What you return should be every record, retyped without a single change.

>>

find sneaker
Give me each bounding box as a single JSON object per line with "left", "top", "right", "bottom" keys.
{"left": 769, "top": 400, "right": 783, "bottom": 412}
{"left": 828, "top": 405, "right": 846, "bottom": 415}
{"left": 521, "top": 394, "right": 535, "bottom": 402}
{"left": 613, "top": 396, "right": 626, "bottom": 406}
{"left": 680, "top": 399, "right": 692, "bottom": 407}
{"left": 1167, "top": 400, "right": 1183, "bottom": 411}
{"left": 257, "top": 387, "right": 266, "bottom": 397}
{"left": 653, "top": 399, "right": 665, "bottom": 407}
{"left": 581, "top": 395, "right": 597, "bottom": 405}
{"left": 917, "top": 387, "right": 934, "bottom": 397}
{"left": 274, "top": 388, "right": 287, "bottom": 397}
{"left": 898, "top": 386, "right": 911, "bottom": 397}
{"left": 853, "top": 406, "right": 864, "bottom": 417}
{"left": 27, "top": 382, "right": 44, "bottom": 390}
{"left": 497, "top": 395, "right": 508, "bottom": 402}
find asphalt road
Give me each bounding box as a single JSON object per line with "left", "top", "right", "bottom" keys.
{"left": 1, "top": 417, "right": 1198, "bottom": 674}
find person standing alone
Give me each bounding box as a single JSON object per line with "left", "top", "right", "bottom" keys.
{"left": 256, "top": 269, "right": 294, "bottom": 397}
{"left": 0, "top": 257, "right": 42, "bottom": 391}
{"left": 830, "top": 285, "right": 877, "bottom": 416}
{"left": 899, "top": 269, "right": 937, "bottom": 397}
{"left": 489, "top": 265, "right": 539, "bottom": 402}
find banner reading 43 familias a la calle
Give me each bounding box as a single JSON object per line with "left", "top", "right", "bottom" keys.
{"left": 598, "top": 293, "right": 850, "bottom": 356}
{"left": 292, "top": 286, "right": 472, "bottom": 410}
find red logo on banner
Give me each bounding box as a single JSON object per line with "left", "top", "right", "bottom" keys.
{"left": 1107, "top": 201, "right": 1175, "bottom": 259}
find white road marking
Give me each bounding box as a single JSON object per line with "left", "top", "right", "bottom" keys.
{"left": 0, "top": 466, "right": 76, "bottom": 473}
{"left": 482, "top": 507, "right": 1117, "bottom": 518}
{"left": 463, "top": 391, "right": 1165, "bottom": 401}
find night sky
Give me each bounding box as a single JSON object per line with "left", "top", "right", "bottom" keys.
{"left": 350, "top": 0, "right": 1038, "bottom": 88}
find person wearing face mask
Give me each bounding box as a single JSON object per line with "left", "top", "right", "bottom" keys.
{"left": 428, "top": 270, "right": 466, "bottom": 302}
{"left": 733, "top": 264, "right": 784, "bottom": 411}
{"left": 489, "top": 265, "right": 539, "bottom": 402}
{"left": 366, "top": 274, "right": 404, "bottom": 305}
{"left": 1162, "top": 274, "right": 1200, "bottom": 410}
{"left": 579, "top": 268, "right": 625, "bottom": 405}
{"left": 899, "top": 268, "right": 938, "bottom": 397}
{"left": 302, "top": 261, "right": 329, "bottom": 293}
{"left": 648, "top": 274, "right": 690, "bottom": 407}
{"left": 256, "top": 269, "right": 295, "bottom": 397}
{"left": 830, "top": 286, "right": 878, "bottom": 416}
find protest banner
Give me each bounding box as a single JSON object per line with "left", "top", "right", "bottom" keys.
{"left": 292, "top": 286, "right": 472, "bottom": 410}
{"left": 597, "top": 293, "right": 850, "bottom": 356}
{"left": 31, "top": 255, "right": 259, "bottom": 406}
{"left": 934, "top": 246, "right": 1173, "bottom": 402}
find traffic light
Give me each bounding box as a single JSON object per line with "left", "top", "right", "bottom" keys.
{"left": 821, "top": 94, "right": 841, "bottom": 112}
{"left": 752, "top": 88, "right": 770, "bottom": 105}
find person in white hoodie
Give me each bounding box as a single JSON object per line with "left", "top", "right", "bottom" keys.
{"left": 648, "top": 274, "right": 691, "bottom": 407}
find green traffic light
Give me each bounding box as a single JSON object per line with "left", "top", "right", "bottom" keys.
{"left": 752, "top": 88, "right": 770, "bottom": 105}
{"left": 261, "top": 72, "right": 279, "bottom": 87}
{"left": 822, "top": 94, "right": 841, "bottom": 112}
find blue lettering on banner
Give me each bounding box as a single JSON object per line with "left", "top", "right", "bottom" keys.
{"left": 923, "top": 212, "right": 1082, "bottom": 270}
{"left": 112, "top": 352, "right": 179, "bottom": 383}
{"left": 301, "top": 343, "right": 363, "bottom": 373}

<<

_Reply to the exercise_:
find sneaker
Give me each bounding box as a single JSON object per line with "left", "top", "right", "bottom" keys.
{"left": 769, "top": 400, "right": 783, "bottom": 412}
{"left": 828, "top": 405, "right": 846, "bottom": 415}
{"left": 521, "top": 394, "right": 535, "bottom": 402}
{"left": 613, "top": 396, "right": 626, "bottom": 406}
{"left": 680, "top": 399, "right": 692, "bottom": 407}
{"left": 1167, "top": 400, "right": 1183, "bottom": 411}
{"left": 257, "top": 387, "right": 266, "bottom": 397}
{"left": 653, "top": 399, "right": 665, "bottom": 407}
{"left": 581, "top": 395, "right": 597, "bottom": 405}
{"left": 917, "top": 387, "right": 934, "bottom": 397}
{"left": 274, "top": 388, "right": 287, "bottom": 397}
{"left": 898, "top": 386, "right": 911, "bottom": 397}
{"left": 853, "top": 406, "right": 864, "bottom": 417}
{"left": 27, "top": 382, "right": 44, "bottom": 390}
{"left": 497, "top": 395, "right": 508, "bottom": 402}
find asphalt road
Give me each bounding box as a single JSON object per line with "left", "top", "right", "bottom" keys.
{"left": 1, "top": 417, "right": 1198, "bottom": 674}
find person standing alone
Give me each bounding box as a single JSON object per line with "left", "top", "right", "bottom" keys.
{"left": 256, "top": 269, "right": 294, "bottom": 397}
{"left": 0, "top": 257, "right": 42, "bottom": 391}
{"left": 830, "top": 285, "right": 877, "bottom": 416}
{"left": 899, "top": 269, "right": 937, "bottom": 397}
{"left": 489, "top": 265, "right": 539, "bottom": 402}
find banner reading 43 familias a la calle
Give me each bounding box as a single JSON object per line with "left", "top", "right", "bottom" keys.
{"left": 598, "top": 293, "right": 850, "bottom": 356}
{"left": 292, "top": 286, "right": 472, "bottom": 410}
find red logo on banner
Give me each bounding box as a single JSON object per line with "left", "top", "right", "bottom" keys.
{"left": 1107, "top": 201, "right": 1175, "bottom": 259}
find white road marking
Give me each bounding box as a single JSON object per line with "left", "top", "right", "bottom" keys.
{"left": 0, "top": 466, "right": 76, "bottom": 473}
{"left": 482, "top": 507, "right": 1117, "bottom": 518}
{"left": 463, "top": 391, "right": 1165, "bottom": 401}
find night sky
Give me each bounding box as a single JSON object per line with "left", "top", "right", "bottom" keys.
{"left": 350, "top": 0, "right": 1038, "bottom": 88}
find person wearing face mask
Give me each bounding box as a single JSON object per line with "left", "top", "right", "bottom" keys.
{"left": 428, "top": 270, "right": 466, "bottom": 302}
{"left": 733, "top": 264, "right": 784, "bottom": 411}
{"left": 489, "top": 265, "right": 539, "bottom": 402}
{"left": 366, "top": 274, "right": 404, "bottom": 305}
{"left": 1162, "top": 274, "right": 1200, "bottom": 410}
{"left": 579, "top": 268, "right": 625, "bottom": 405}
{"left": 899, "top": 268, "right": 938, "bottom": 397}
{"left": 302, "top": 261, "right": 329, "bottom": 293}
{"left": 648, "top": 274, "right": 690, "bottom": 407}
{"left": 256, "top": 269, "right": 295, "bottom": 397}
{"left": 830, "top": 286, "right": 878, "bottom": 416}
find protest banner
Give me each bounding box as a single JSON object per line with "left", "top", "right", "bottom" keys.
{"left": 292, "top": 286, "right": 472, "bottom": 410}
{"left": 597, "top": 293, "right": 850, "bottom": 356}
{"left": 31, "top": 255, "right": 259, "bottom": 406}
{"left": 934, "top": 246, "right": 1173, "bottom": 402}
find traffic light
Give me each bounding box as a single JSON object per line with "left", "top", "right", "bottom" keys.
{"left": 821, "top": 94, "right": 841, "bottom": 112}
{"left": 752, "top": 88, "right": 770, "bottom": 105}
find person in white hoodie
Give me each bounding box as a single JSON object per line with "left", "top", "right", "bottom" keys.
{"left": 648, "top": 274, "right": 691, "bottom": 407}
find green traffic light
Give me each bounding box as a single JSON object per line with "left", "top", "right", "bottom" keys.
{"left": 752, "top": 88, "right": 770, "bottom": 105}
{"left": 261, "top": 72, "right": 279, "bottom": 87}
{"left": 822, "top": 94, "right": 841, "bottom": 112}
find blue lettering on banner
Give me each bounding box as a single JSON object per line with "left", "top", "right", "bottom" keys.
{"left": 923, "top": 212, "right": 1082, "bottom": 270}
{"left": 112, "top": 352, "right": 179, "bottom": 383}
{"left": 301, "top": 343, "right": 363, "bottom": 373}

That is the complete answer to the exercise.